──────── Dataset content ────────

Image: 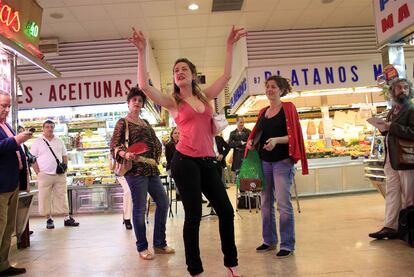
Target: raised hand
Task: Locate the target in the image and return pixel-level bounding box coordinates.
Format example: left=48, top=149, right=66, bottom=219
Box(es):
left=227, top=25, right=247, bottom=45
left=128, top=27, right=147, bottom=52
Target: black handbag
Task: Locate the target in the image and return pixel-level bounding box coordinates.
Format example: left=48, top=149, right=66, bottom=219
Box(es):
left=43, top=139, right=68, bottom=174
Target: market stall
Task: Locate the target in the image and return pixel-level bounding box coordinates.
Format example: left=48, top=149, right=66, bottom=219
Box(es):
left=19, top=40, right=168, bottom=215
left=0, top=0, right=60, bottom=247
left=228, top=27, right=414, bottom=195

────────

» Aim:
Rewrite all the rows above with "Format example" swapped for "Sample format" and nothing else changed. Leave the pictures out.

» Output for this task:
Image: 
Target: raised hand
Task: Locate the target in the image and return pixel-level bounding box coordinates.
Sample format: left=48, top=149, right=66, bottom=219
Box(es):
left=227, top=25, right=247, bottom=45
left=128, top=27, right=147, bottom=52
Target: black handbag
Task: Locate the target in the image and return pixel-level bounding box coordinates.
Sample format: left=48, top=149, right=66, bottom=219
Box(es):
left=43, top=139, right=68, bottom=174
Target: market stall
Task: Locate the target in the image and return pixel-level bounding box coordinates.
Sample format: left=48, top=149, right=66, bottom=219
Box(es):
left=19, top=40, right=168, bottom=215
left=0, top=0, right=60, bottom=247
left=228, top=27, right=414, bottom=195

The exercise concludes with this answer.